SELECTION >>
┌──
Field	Type	Description
job_id	string	The job ID, a unique identifier.
status	JobStatus	Job status.
messages	JobMessage	Repeated. Error details on job.

JobStatus

Job status as a keyword. See Job status vs. request status.

Name	Number	Description
JOB_STATUS_UNKNOWN	0	Job status not specified or unknown.
JOB_STATUS_QUEUED	1	Job is queued.
JOB_STATUS_PROCESSING	2	Job is processing.
JOB_STATUS_COMPLETE	3	Job is complete.
JOB_STATUS_FAILED	4	Job has failed.

JobMessage

Message about the job in progress.

Field	Type	Description
code	int32	Message code.
message	string	Job message.
data	map<string, string>	Additional key,value pairs.

GetWordsetMetadata

GetWordsetMetadata method consists of GetWordsetMetadataRequest and ~Response

Process flow for GetWordsetMetadata

GetWordsetMetadata input file, flow_getwordsetmetadata.py

from nuance.asr.v1beta1.training_pb2 import *

list_of_requests = []

request = GetWordsetMetadataRequest()
request.artifact_reference.uri = "urn:nuance-mix:tag:wordset:lang/names-places/places-compiled-ws/eng-USA/mix.asr"

#Add request to list
list_of_requests.append(request)
# ---

GetWordsetMetadata

def send_getwordsetmetadata_request(grpc_client, request, metadata=None):
    log.info("Sending GetWordsetMetadata request")

    metadata = []

    if args.meta:
        with open(args.meta if type(args.meta)is str else '.metadata', 'r') as meta_file:
            for n, line in enumerate(meta_file):
                header, value = line.split(':', 1)
                metadata.append((header.strip(), value.strip()))

    if args.nmaid:
        metadata.append(('x-nuance-client-id', args.nmaid)) 

    log.info("Sending request: {}".format(request))
    log.info("Sending metadata: {}".format(metadata))
    response = grpc_client.GetWordsetMetadata(request=request, metadata=metadata)
    log.info("Received response: {}".format(response))

This RPC method requests and returns information about a compiled wordset. This method consists of GetWordsetMetadataRequest and ~Response.

GetWordsetMetadataRequest
  artifact_reference (ResourceReference)
GetWordsetMetadataResponse
  metadata
  request_status (nuance.rpc.Status)

GetWordsetMetadataRequest

Request for information about a compiled wordset.

	Type	Description
artifact_reference	ResourceReference	Mandatory. Reference to the compiled wordset artifact.

GetWordsetMetadataResponse

Response information about a compiled wordset.
└──
RAW RECORDS >>
┌──
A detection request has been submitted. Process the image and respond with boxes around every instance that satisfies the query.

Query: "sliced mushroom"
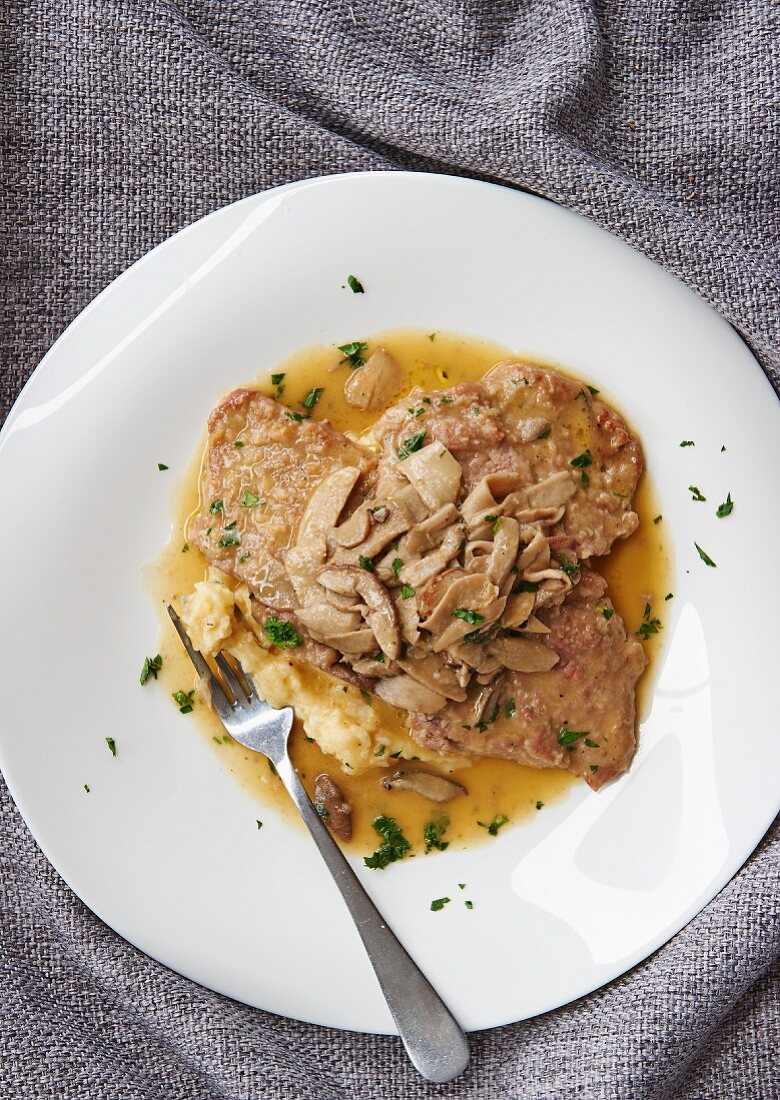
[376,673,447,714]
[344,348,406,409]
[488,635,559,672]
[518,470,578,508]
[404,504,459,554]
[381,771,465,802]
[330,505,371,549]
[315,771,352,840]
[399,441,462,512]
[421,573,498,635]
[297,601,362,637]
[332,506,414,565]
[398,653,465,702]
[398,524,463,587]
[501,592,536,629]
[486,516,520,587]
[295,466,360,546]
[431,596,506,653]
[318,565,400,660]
└──
┌──
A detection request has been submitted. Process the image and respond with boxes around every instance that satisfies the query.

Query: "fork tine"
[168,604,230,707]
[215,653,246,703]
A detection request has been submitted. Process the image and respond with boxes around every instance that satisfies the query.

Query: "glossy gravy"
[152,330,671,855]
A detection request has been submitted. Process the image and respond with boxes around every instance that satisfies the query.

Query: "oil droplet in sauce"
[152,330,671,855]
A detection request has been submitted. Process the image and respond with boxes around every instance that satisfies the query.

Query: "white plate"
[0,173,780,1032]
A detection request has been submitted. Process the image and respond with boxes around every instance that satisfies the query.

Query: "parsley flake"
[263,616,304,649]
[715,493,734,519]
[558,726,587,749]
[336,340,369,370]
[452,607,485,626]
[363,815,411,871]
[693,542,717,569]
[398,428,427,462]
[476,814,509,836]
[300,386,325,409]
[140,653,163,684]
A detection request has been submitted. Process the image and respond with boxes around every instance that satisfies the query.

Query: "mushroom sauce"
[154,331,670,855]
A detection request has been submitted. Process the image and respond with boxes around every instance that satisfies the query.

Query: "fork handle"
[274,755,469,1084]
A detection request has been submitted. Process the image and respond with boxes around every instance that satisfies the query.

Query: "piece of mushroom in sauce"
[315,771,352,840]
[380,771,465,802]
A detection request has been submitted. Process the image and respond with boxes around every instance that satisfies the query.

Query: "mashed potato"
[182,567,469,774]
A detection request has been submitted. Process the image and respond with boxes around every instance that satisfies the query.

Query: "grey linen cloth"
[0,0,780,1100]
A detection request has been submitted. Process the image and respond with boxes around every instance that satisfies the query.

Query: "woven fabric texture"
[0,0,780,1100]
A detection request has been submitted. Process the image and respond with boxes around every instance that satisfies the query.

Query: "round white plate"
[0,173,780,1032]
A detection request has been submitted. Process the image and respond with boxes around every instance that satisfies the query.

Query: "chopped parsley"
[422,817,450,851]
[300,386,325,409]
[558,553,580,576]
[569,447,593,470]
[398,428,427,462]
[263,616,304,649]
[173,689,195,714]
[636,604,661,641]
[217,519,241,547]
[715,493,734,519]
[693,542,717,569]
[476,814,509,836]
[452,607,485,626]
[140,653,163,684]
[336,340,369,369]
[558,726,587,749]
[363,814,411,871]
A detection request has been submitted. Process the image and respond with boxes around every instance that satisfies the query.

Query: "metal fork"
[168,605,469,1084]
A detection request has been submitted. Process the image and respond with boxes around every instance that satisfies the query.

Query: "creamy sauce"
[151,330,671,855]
└──
┌──
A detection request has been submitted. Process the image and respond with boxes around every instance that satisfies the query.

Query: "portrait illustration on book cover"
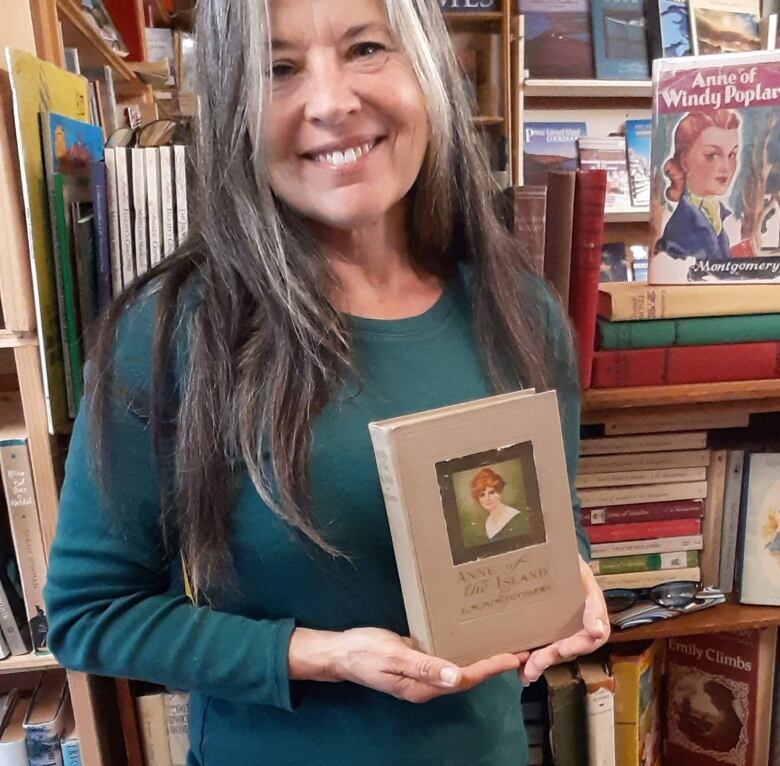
└──
SET OF TASKS >>
A. In the API reference, what number is assigned to JOB_STATUS_FAILED?
B. Translate this sentence from the API reference into Spanish: "This RPC method requests and returns information about a compiled wordset."
C. Please carry on writing the API reference from the point where it stops.
The data were drawn from a separate source.

PER-TASK OUTPUTS >>
A. 4

B. Este método RPC solicita y devuelve información sobre un wordset compilado.

C.
Field	Type	Description
metadata	map<string,string>	Default and client-supplied key,value pairs.
request_status	nuance.rpc.Status	Nuance RPC status of fetching the metadata.

GetWordsetMetadataResponse does not return the JSON content of the wordset. It provides two types of metadata:

Custom metadata, optionally supplied by the client as metadata in CompileWordsetRequest.
Default metadata (reserved keys):

x_nuance_companion_checksum_sha256: The companion DLM, SHA256 hash in hex format.
x_nuance_wordset_content_checksum_sha256: The source wordset content, SHA256 hash in hex format.
x_nuance_compiled_wordset_checksum_sha256: The compiled wordset, SHA256 hash in hex format.
x_nuance_compiled_wordset_last_update: Date and time of last update as ISO 8601 UTC date.

DeleteWordset

DeleteWordset method consists of DeleteWordsetRequest and ~Response

Process flow for DeleteWordset

DeleteWordset input file, flow_deletewordset.py

from nuance.asr.v1beta1.training_pb2 import *

list_of_requests = []

request = DeleteWordsetRequest()
request.artifact_reference.uri = "urn:nuance-mix:tag:wordset:lang/names-places/places-compiled-ws/eng-USA/mix.asr"

#Add request to list
list_of_requests.append(request)
# ---

DeleteWordset

def send_deletewordset_request(grpc_client, request, metadata=None):
    log.info("Sending DeleteWordset request")

    metadata = []

    if args.meta:
        with open(args.meta if type(args.meta)is str else '.metadata', 'r') as meta_file:
            for n, line in enumerate(meta_file):
                header, value = line.split(':', 1)
                metadata.append((header.strip(), value.strip()))

    if args.nmaid:
        metadata.append(('x-nuance-client-id', args.nmaid)) 

    log.info("Sending request: {}".format(request))
    log.info("Sending metadata: {}".format(metadata))
    response = grpc_client.DeleteWordset(request=request, metadata=metadata)
    log.info("Received response: {}".format(response))

This RPC method deletes a wordset. It consists of DeleteWordsetRequest and ~Response.

DeleteWordsetRequest
  artifact_reference (ResourceReference)
DeleteWordsetResponse
  job_status_update
  job_status

DeleteWordsetRequest

Request to delete a compiled wordset.

Field	Type	Description
artifact_reference	ResourceReference	Mandatory. Reference to the compiled wordset artifact.

DeleteWordsetResponse

Response to the delete request.

Field	Type	Description
request_status	nuance.rpc.Status	Nuance RPC status of deleting the wordset.

RPC status messages

These messages are part of the nuance.rpc package referenced by other Nuance methods. They provide additional information about the requests.

nuance.rpc.Status

This reports an ongoing job, combining job status with request status

2021-04-05 16:41:28,369 INFO : Received response: job_status_update {
  job_id: "c21b0be0-964e-11eb-9e4a-5fb8e278d1ad"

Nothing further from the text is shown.